▶ [DATA SECTION]:
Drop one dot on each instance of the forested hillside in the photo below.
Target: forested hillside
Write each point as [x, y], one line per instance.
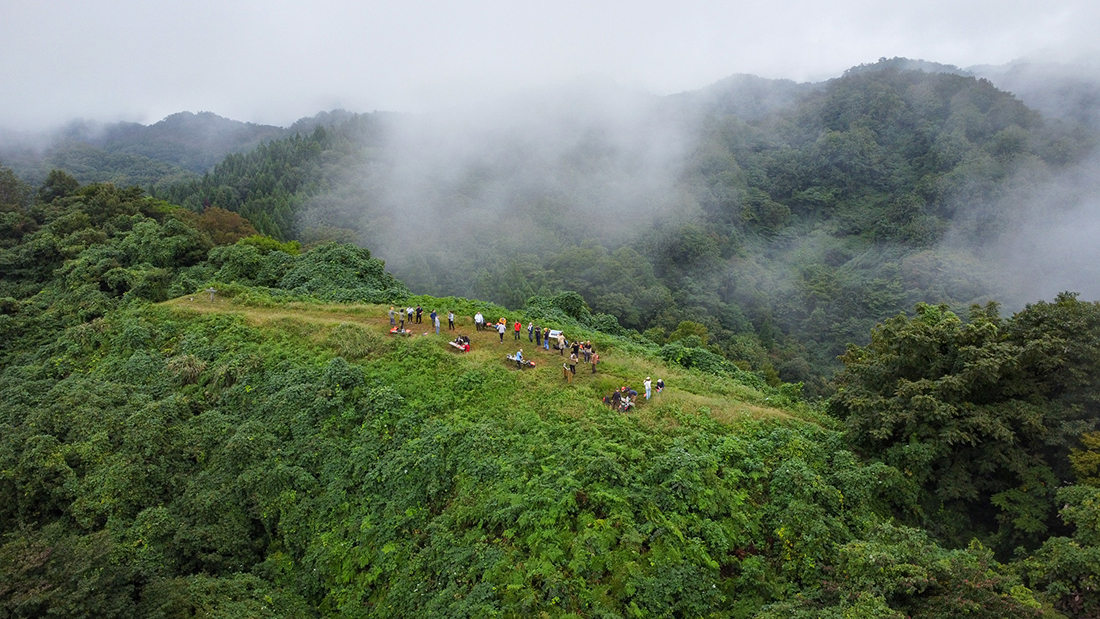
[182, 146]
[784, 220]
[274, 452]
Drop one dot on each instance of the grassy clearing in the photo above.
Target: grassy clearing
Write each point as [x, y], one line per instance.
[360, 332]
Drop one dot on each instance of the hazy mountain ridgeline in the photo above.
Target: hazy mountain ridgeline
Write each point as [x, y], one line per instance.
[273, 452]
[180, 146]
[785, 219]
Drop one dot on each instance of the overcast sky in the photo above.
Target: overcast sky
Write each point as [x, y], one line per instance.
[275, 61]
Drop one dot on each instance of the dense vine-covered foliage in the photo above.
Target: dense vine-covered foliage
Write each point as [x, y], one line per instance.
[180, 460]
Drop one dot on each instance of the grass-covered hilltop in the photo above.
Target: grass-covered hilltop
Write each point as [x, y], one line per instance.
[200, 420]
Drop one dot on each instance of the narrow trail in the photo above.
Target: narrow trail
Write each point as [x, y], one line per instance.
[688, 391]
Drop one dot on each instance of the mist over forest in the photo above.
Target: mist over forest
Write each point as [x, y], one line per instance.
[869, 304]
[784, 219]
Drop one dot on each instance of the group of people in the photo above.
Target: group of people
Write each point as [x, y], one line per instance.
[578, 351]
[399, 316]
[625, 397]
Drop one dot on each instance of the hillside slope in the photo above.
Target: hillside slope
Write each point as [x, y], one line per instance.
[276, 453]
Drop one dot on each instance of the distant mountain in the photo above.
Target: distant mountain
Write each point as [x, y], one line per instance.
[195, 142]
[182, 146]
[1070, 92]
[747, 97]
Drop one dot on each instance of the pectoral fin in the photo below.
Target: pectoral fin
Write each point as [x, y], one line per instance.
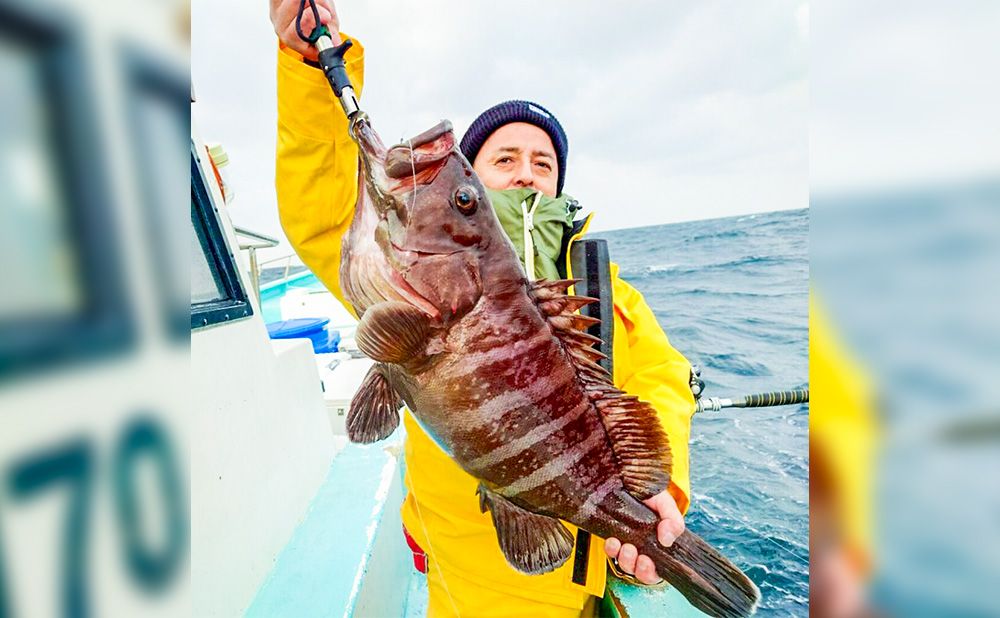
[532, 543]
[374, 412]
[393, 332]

* * *

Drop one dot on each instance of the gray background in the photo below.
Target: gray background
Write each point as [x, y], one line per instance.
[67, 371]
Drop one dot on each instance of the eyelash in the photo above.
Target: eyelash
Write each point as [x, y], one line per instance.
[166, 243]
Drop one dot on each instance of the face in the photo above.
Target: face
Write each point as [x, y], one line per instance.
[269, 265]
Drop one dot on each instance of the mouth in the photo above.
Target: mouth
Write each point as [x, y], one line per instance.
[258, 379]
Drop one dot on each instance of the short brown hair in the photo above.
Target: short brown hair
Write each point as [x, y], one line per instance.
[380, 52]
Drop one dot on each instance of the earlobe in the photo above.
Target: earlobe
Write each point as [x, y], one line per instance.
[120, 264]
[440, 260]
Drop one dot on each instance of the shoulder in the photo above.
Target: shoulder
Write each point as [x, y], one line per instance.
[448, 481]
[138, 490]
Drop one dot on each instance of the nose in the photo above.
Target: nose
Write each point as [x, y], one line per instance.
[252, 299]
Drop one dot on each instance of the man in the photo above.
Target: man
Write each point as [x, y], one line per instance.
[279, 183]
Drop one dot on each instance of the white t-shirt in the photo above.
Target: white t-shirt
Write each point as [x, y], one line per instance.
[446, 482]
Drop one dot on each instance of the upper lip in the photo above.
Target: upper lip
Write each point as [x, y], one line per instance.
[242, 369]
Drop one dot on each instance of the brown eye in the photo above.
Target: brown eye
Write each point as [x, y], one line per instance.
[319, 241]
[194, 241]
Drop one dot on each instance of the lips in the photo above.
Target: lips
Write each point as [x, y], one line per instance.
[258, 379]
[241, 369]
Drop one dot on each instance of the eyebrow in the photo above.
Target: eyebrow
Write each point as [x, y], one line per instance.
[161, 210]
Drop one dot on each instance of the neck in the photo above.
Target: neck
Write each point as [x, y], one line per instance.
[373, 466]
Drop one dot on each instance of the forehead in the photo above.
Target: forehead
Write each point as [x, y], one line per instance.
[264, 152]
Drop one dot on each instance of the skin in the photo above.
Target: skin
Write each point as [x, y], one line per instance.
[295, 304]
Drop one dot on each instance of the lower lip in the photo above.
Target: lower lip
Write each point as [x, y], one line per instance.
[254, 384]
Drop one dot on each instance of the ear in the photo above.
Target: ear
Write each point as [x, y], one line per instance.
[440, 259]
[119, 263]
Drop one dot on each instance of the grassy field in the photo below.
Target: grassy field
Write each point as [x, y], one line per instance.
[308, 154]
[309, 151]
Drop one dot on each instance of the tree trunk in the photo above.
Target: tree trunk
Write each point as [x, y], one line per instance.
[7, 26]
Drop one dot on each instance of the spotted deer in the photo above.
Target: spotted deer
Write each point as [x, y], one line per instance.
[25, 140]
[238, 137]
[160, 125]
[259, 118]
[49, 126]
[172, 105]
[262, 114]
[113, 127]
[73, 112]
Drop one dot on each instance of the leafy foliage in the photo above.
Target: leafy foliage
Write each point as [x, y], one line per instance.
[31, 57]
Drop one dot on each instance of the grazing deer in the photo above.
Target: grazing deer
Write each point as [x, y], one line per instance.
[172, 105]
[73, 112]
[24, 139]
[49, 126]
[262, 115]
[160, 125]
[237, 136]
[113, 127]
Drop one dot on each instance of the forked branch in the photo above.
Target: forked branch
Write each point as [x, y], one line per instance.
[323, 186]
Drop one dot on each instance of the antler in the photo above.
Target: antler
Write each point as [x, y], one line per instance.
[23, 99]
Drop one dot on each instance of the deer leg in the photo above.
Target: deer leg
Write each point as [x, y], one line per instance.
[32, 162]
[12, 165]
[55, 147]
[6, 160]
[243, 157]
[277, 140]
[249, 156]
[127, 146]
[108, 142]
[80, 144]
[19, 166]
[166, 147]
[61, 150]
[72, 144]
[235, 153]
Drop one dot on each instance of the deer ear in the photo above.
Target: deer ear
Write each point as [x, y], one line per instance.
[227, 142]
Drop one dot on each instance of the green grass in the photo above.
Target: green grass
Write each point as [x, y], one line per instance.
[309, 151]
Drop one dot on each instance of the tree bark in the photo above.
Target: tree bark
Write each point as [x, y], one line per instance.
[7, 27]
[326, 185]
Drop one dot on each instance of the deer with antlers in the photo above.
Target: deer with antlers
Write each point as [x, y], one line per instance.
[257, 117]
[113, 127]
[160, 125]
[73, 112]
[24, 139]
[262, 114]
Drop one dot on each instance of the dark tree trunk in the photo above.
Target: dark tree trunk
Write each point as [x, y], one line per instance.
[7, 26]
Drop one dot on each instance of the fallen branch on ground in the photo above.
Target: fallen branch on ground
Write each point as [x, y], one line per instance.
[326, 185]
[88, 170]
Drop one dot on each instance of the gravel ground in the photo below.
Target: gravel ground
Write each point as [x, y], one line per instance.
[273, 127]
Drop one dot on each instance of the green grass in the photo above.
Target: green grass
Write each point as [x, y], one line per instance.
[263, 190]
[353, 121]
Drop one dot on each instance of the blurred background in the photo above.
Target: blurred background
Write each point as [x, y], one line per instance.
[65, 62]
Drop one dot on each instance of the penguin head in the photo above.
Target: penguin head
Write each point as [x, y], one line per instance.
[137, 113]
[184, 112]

▶ [WHAT IS EXPECTED]: Which lines of the items above contain the word "narrow"? Return each of those lines in full.

▶ [EXERCISE RESPONSE]:
Drop one dot on each instance of the narrow trail in the photo above.
Target: narrow trail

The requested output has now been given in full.